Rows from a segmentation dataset
╭──
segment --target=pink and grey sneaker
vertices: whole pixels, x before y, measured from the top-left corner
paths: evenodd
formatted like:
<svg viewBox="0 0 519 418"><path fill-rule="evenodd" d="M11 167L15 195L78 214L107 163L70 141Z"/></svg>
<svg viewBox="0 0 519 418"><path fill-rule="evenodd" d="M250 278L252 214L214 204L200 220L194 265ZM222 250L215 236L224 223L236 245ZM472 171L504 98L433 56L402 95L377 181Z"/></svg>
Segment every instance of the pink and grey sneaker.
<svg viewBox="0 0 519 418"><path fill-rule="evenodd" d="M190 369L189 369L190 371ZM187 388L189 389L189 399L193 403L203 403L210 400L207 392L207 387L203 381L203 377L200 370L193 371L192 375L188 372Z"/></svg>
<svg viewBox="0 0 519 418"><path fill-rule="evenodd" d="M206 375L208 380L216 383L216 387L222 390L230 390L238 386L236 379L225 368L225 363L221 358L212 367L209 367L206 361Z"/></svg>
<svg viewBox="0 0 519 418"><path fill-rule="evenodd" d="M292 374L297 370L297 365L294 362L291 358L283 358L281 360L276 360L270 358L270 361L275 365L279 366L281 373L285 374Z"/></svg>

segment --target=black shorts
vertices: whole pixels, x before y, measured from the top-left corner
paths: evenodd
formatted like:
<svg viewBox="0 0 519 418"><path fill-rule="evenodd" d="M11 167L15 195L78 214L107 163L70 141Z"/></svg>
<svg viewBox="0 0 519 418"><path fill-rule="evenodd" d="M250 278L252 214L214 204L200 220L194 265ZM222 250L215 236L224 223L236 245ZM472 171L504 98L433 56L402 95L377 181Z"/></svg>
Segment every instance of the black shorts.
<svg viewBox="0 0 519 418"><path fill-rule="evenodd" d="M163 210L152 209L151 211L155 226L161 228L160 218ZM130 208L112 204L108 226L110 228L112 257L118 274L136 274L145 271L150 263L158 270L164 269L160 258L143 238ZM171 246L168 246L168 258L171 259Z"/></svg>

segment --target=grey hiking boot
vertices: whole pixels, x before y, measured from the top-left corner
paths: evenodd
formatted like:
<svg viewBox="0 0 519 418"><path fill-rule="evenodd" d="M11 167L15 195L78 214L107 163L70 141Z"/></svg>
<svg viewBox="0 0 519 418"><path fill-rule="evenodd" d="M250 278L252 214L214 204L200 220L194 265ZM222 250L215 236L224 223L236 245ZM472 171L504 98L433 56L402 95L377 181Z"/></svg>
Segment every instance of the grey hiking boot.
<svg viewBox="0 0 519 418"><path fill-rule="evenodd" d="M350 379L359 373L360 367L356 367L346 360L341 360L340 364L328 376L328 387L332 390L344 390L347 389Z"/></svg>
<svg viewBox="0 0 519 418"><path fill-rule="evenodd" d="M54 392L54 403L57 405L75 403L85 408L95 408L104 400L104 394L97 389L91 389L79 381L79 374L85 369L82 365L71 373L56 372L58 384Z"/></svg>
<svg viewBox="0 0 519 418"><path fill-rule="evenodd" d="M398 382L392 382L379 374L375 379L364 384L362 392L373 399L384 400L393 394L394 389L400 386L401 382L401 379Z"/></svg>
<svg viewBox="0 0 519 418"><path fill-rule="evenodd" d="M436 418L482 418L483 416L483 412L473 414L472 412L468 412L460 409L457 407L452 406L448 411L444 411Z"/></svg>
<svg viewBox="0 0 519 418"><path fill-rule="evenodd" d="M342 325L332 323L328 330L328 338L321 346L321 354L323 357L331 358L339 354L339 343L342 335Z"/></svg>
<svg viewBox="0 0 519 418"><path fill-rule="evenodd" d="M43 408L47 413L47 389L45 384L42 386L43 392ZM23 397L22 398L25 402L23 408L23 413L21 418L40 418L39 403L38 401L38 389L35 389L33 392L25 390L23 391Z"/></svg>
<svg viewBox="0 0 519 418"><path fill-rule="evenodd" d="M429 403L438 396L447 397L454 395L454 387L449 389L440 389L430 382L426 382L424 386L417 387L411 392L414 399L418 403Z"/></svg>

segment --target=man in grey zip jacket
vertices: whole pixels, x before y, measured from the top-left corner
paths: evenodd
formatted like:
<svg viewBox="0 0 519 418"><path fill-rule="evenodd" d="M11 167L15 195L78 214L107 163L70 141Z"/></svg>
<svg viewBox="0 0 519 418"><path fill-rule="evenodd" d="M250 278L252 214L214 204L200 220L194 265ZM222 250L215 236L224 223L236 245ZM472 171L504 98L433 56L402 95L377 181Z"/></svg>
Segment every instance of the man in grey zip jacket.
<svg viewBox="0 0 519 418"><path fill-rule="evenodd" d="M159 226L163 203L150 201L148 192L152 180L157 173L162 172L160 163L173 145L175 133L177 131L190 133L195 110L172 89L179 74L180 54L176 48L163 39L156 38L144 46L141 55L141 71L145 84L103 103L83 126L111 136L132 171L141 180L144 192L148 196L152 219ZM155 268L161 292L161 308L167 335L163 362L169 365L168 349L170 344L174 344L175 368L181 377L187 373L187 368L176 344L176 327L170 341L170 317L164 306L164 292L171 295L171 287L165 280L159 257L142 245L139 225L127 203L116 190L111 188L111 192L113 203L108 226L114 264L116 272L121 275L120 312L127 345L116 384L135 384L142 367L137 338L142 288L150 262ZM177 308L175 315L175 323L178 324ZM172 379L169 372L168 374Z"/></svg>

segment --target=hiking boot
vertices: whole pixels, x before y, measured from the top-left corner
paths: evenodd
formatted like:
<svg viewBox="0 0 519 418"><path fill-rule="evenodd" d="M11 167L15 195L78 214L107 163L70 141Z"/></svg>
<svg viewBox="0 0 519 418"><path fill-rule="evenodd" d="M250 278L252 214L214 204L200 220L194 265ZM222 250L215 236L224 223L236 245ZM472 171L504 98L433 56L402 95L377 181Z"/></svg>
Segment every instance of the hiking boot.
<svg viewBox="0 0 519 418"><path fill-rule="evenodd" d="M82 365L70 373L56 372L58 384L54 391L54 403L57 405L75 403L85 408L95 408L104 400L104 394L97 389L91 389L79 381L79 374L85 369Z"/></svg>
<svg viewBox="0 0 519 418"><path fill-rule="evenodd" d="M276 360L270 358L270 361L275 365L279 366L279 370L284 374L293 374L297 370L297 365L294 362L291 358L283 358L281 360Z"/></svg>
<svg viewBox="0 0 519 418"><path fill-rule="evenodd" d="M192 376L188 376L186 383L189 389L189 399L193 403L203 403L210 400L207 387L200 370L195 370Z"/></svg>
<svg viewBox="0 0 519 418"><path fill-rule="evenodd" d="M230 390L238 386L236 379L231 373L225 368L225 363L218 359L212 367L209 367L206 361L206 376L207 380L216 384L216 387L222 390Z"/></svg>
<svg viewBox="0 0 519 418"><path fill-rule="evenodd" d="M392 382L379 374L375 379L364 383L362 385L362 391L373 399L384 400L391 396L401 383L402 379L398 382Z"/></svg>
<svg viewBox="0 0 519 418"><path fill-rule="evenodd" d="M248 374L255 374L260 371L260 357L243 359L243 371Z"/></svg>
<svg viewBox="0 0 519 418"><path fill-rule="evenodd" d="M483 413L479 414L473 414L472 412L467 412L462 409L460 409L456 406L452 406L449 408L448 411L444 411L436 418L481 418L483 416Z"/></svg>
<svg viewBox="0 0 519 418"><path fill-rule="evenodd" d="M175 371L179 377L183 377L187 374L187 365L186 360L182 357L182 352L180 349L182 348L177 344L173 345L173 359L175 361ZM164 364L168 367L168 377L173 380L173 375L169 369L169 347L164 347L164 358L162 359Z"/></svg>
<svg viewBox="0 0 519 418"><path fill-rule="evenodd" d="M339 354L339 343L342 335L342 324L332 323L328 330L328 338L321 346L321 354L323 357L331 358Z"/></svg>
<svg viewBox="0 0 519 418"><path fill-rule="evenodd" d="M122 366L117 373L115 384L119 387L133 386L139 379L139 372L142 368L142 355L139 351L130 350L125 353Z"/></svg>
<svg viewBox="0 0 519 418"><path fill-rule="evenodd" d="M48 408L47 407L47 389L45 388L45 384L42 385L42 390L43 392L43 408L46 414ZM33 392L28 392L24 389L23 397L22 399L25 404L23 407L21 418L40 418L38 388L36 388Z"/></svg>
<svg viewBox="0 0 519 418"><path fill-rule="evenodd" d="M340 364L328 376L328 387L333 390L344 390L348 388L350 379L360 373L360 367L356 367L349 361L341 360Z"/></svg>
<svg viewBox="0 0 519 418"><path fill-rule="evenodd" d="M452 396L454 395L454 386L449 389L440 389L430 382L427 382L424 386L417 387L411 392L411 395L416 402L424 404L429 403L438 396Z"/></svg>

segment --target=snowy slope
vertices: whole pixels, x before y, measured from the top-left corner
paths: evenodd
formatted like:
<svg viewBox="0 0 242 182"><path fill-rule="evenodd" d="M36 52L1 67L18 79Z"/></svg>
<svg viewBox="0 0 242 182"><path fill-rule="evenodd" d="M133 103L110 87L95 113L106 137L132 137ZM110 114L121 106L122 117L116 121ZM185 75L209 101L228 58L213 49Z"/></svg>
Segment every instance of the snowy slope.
╰──
WHAT TO PRODUCE: Report each line of the rows above that contains the string "every", copying the lines in full. Case counts.

OUTPUT OF THE TASK:
Segment every instance of the pink and grey sneaker.
Segment every instance of the black shorts.
Segment every instance of the grey hiking boot.
Segment every instance of the man in grey zip jacket.
Segment every instance of the hiking boot.
Segment every instance of the snowy slope.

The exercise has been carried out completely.